> Page excerpt
· · ·

The Inter-Blockchain Communication Protocol (IBC) is one of the most widely adopted interoperability protocols globally. This post aims to dispel misconceptions about the protocol and educate technical and non-technical users on its development and usage.
Myth: No one uses IBC, and the protocol has no volume.
Reality: The network is heavily used and growing. As of this writing, 2.1M monthly active users process transactions over the IBC network every 30 days. 118 chains are connected over the IBC network, and the network saw 102% growth in the number of IBC-enabled chains from 2023 - 2024. The protocol processes ~$2.1Bn USD in cross-chain volume every 30 days. These metrics make IBC one of the most widely adopted and high-volume interoperability protocols in the world.
Myth: IBC routes transactions via a third party intermediary, such as a smart contract, cross-chain liquidity pools, or a router chain.
Reality: Many interoperability protocols rely on third-party roots of trust, like router chains, permissioned relayers, or smart contracts, to facilitate token transfers. This additional layer of trust means the security of the transaction relies on not only the chains doing the transfer, but also on a third party.
The core IBC Protocol, however, is different. It facilitates direct blockchain-to-blockchain communication, meaning there is no third-party intermediary (smart contract, liquidity pool, validator set, etc.) between two communicating chains. The protocol achieves this degree of trust-minimization by leveraging light clients.
A common question is whether IBC routes transactions through the Cosmos Hub. While the Cosmos Hub was among the first chains to adopt IBC and plays a significant role within the interchain ecosystem, IBC does not depend on any specific blockchain to function. Chains using IBC can communicate directly with each other without routing through an intermediary.
Myth: If a high-volume chain like Osmosis halts, the IBC network stops working.
Reality: IBC is a decentralized protocol with fault-tolerant design. A halt or an issue on any participating chain, including Osmosis, does not affect the overall operation of the IBC network. The IBC connections between each set of chains operate independently of one another; for example, if Chain A, B, and C are IBC-enabled, and Chain A halts, the IBC connection between Chain B <> C will continue to function normally.
Myth: If an IBC transaction fails, the funds disappear from your wallet.
Reality: IBC uses an escrow/mint method during token transfers, where the tokens on the sending chain (chain A) are escrowed, and a matching quantity of assets is minted on the receiving chain (chain B). If a transaction cannot be completed—for instance, due to a packet timeout—the protocol ensures that the sender’s tokens are un-escrowed and returned to the sender’s wallet on A.
The receiving chain mints a voucher represented as an IBC denomination, which tells the protocol of their originating port, channel, and denomination. Sending assets back in the reverse direction, from B to A, causes them to be burned on B and the original assets un-escrowed on A.
Myth: IBC will have a token or do an airdrop.

· · ·

> Challenge A
List every myth that the IBC myths post names.
> Challenge B
Write out everything in the IBC myths post from "Reality: IBC is" down to "wallet on A.".
The material that comes next stands apart from the IBC myths post.

· · ·

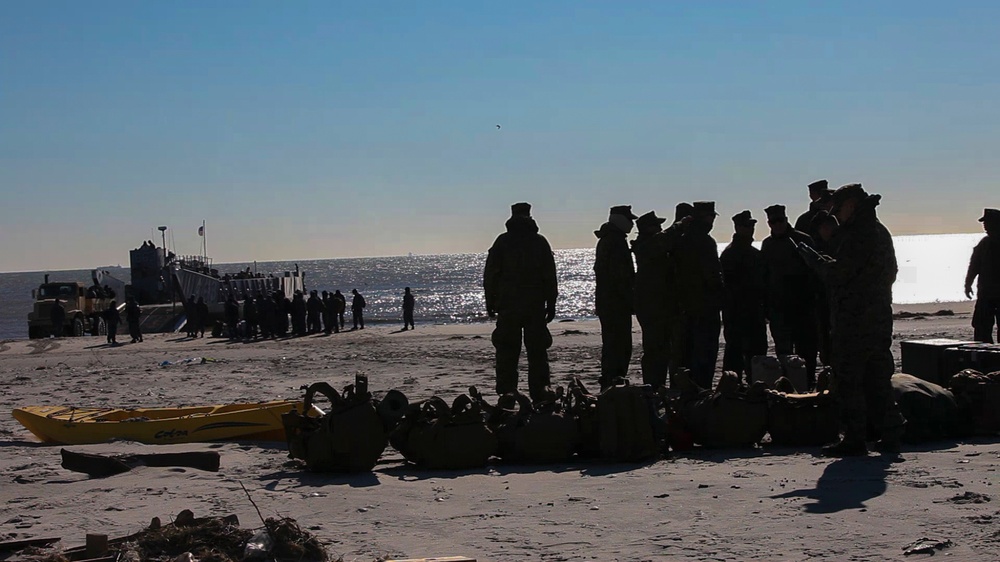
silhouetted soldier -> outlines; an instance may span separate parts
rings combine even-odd
[[[635,298],[635,265],[628,247],[633,221],[630,205],[611,207],[608,222],[594,231],[597,255],[594,304],[601,321],[601,389],[628,377],[632,359],[632,305]]]
[[[407,287],[403,290],[403,329],[406,330],[407,326],[410,328],[416,328],[413,325],[413,306],[416,302],[413,299],[413,293],[410,292],[410,288]]]
[[[667,383],[670,371],[670,323],[674,321],[667,292],[670,252],[680,237],[679,225],[662,229],[666,219],[650,211],[635,224],[635,317],[642,328],[642,382],[654,387]]]
[[[128,332],[132,336],[132,343],[142,341],[142,327],[139,321],[142,318],[142,309],[135,297],[129,297],[125,301],[125,320],[128,322]]]
[[[188,297],[187,302],[184,303],[184,314],[187,316],[187,336],[189,338],[198,337],[198,307],[194,302],[194,295]]]
[[[717,216],[714,201],[696,201],[677,248],[678,287],[689,338],[687,367],[701,388],[712,387],[722,331],[722,265],[719,246],[709,234]]]
[[[205,337],[205,326],[208,325],[208,304],[205,302],[205,297],[198,297],[198,303],[195,304],[195,337]]]
[[[334,324],[340,325],[339,329],[334,327],[333,331],[339,332],[340,330],[344,329],[344,313],[347,311],[347,297],[345,297],[344,294],[340,292],[340,289],[337,289],[333,293],[333,298],[336,299],[337,301],[336,307],[334,309],[335,317],[333,321]]]
[[[351,300],[351,313],[354,315],[354,330],[365,329],[365,297],[357,289],[351,289],[354,298]]]
[[[784,205],[764,209],[771,235],[761,243],[767,271],[767,316],[778,355],[798,355],[806,363],[809,388],[816,386],[816,320],[818,280],[799,252],[798,244],[815,248],[812,237],[788,224]]]
[[[898,268],[892,235],[875,214],[880,199],[861,184],[834,193],[840,227],[833,259],[819,263],[830,291],[834,389],[843,423],[843,437],[823,448],[828,456],[865,455],[866,437],[879,439],[878,450],[898,451],[905,423],[890,382],[895,370],[892,284]]]
[[[247,323],[247,338],[256,338],[260,311],[257,309],[257,301],[251,295],[243,299],[243,321]]]
[[[1000,341],[1000,210],[985,209],[983,223],[986,236],[976,244],[965,275],[965,296],[972,298],[972,282],[976,284],[976,308],[972,313],[973,339],[993,343],[993,325],[997,324]]]
[[[833,191],[830,190],[826,180],[818,180],[809,184],[809,210],[799,215],[795,219],[795,230],[805,232],[815,238],[812,220],[820,211],[829,211]]]
[[[678,235],[684,234],[684,228],[691,223],[694,206],[690,203],[678,203],[674,207],[673,228]],[[687,324],[684,321],[684,313],[681,310],[681,289],[678,281],[677,245],[681,242],[677,240],[674,251],[671,252],[670,260],[667,263],[667,311],[670,314],[668,324],[670,332],[667,335],[670,350],[670,386],[674,386],[673,376],[683,367],[687,368],[690,360],[691,341],[687,333]]]
[[[292,296],[292,335],[304,336],[306,334],[306,298],[302,291],[295,291]]]
[[[733,241],[719,256],[725,302],[722,306],[722,334],[726,350],[722,368],[733,371],[751,382],[750,360],[767,355],[767,321],[764,300],[764,259],[753,247],[757,220],[750,211],[733,216]]]
[[[496,348],[496,391],[501,396],[517,391],[523,333],[528,393],[538,401],[547,397],[550,382],[552,334],[547,324],[556,314],[556,263],[552,247],[531,218],[531,205],[515,203],[510,211],[507,232],[493,242],[483,270],[486,312],[497,321],[491,338]]]
[[[121,321],[121,314],[118,313],[118,301],[112,300],[104,311],[104,324],[108,328],[108,343],[111,345],[118,345],[118,324],[121,324]]]
[[[52,303],[52,309],[49,311],[49,320],[52,322],[52,336],[56,338],[62,337],[66,331],[66,308],[63,307],[62,301],[59,299],[56,299],[56,302]]]
[[[309,301],[306,302],[307,322],[310,334],[318,334],[323,331],[321,320],[324,310],[323,301],[320,300],[319,293],[316,292],[316,289],[313,289],[309,293]]]

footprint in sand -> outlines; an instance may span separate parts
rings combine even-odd
[[[29,355],[38,355],[39,353],[59,349],[61,346],[59,343],[52,340],[38,340],[29,343],[28,347],[31,348],[31,353]]]

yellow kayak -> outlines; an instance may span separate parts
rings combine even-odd
[[[199,443],[245,439],[284,441],[281,414],[303,411],[299,400],[187,408],[25,406],[14,419],[47,443],[82,445],[126,439],[140,443]],[[313,406],[310,415],[322,415]]]

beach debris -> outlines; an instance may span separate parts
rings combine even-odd
[[[952,545],[949,539],[929,539],[923,537],[913,541],[912,543],[903,547],[903,555],[910,556],[911,554],[930,554],[938,550],[944,550]]]
[[[153,467],[186,467],[219,471],[219,453],[217,451],[187,451],[180,453],[148,453],[132,455],[96,455],[93,453],[77,453],[68,449],[60,449],[62,467],[73,472],[82,472],[91,478],[104,478],[128,472],[140,466]]]

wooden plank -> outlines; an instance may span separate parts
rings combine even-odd
[[[433,558],[401,558],[385,562],[476,562],[476,559],[465,556],[435,556]]]

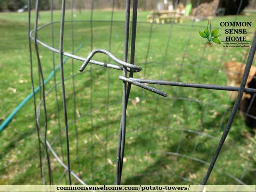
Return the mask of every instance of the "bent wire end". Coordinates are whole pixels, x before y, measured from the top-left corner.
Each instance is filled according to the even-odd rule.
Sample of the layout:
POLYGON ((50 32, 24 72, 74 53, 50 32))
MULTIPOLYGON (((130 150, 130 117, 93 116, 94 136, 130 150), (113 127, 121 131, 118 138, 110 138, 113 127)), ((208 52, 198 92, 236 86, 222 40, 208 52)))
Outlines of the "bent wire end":
POLYGON ((89 61, 90 61, 90 59, 88 59, 88 58, 87 58, 85 59, 85 61, 84 61, 84 63, 83 63, 83 64, 81 66, 80 69, 79 69, 79 71, 80 72, 82 72, 84 71, 84 69, 85 69, 85 67, 86 67, 86 66, 87 66, 87 65, 89 63, 89 61))
POLYGON ((133 79, 132 80, 130 78, 127 78, 127 77, 125 77, 121 76, 119 76, 118 78, 119 79, 122 81, 125 81, 134 84, 134 85, 136 85, 141 88, 143 88, 143 89, 146 89, 147 90, 148 90, 150 91, 158 94, 158 95, 160 95, 160 96, 163 96, 165 97, 167 96, 167 94, 166 93, 163 92, 163 91, 156 89, 155 88, 152 87, 148 85, 145 85, 133 79))

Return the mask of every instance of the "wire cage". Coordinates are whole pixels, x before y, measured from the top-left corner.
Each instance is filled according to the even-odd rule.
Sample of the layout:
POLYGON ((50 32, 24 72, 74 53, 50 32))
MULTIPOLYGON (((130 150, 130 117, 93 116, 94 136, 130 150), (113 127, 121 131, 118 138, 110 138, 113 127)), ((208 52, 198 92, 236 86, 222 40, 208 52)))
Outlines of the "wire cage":
MULTIPOLYGON (((196 22, 200 0, 189 19, 175 23, 175 14, 164 24, 147 22, 149 11, 137 0, 87 1, 81 10, 74 8, 81 1, 62 0, 61 12, 51 0, 42 21, 40 1, 35 12, 29 1, 44 184, 253 184, 255 140, 241 113, 255 119, 256 90, 245 88, 255 29, 250 47, 232 55, 197 41, 207 25, 196 22), (223 64, 231 60, 247 64, 240 87, 225 86, 223 64), (230 91, 238 93, 234 103, 230 91), (253 96, 246 112, 239 108, 244 92, 253 96)), ((230 19, 245 19, 241 6, 230 19)))

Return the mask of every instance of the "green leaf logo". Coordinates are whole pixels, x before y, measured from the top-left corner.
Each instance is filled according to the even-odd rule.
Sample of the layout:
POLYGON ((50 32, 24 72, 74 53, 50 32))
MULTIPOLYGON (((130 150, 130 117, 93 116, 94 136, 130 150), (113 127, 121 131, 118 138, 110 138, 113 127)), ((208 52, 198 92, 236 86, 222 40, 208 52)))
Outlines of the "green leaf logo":
POLYGON ((200 35, 201 35, 201 37, 202 37, 203 38, 207 38, 207 35, 204 32, 202 31, 200 31, 199 34, 200 34, 200 35))
POLYGON ((215 29, 212 32, 212 37, 215 37, 218 32, 218 29, 215 29))
POLYGON ((210 35, 210 32, 208 30, 208 29, 206 29, 204 30, 204 33, 205 33, 207 36, 207 37, 208 37, 210 35))
POLYGON ((218 29, 215 29, 214 30, 212 29, 211 24, 211 21, 208 20, 207 28, 204 30, 204 32, 202 31, 199 32, 199 35, 201 37, 203 38, 207 39, 207 41, 206 45, 208 47, 211 47, 214 46, 213 44, 211 42, 211 41, 215 44, 221 44, 221 41, 218 38, 218 37, 221 35, 218 35, 218 29))
POLYGON ((221 41, 218 38, 212 38, 212 41, 216 44, 221 44, 221 41))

· · ·

> Exercise response A
- No one uses IBC, and the protocol has no volume.
- IBC routes transactions via a third party intermediary, such as a smart contract, cross-chain liquidity pools, or a router chain.
- If a high-volume chain like Osmosis halts, the IBC network stops working.
- If an IBC transaction fails, the funds disappear from your wallet.
- IBC will have a token or do an airdrop.

> Exercise response B
Reality: IBC is a decentralized protocol with fault-tolerant design. A halt or an issue on any participating chain, including Osmosis, does not affect the overall operation of the IBC network. The IBC connections between each set of chains operate independently of one another; for example, if Chain A, B, and C are IBC-enabled, and Chain A halts, the IBC connection between Chain B <> C will continue to function normally.
Myth: If an IBC transaction fails, the funds disappear from your wallet.
Reality: IBC uses an escrow/mint method during token transfers, where the tokens on the sending chain (chain A) are escrowed, and a matching quantity of assets is minted on the receiving chain (chain B). If a transaction cannot be completed—for instance, due to a packet timeout—the protocol ensures that the sender’s tokens are un-escrowed and returned to the sender’s wallet on A.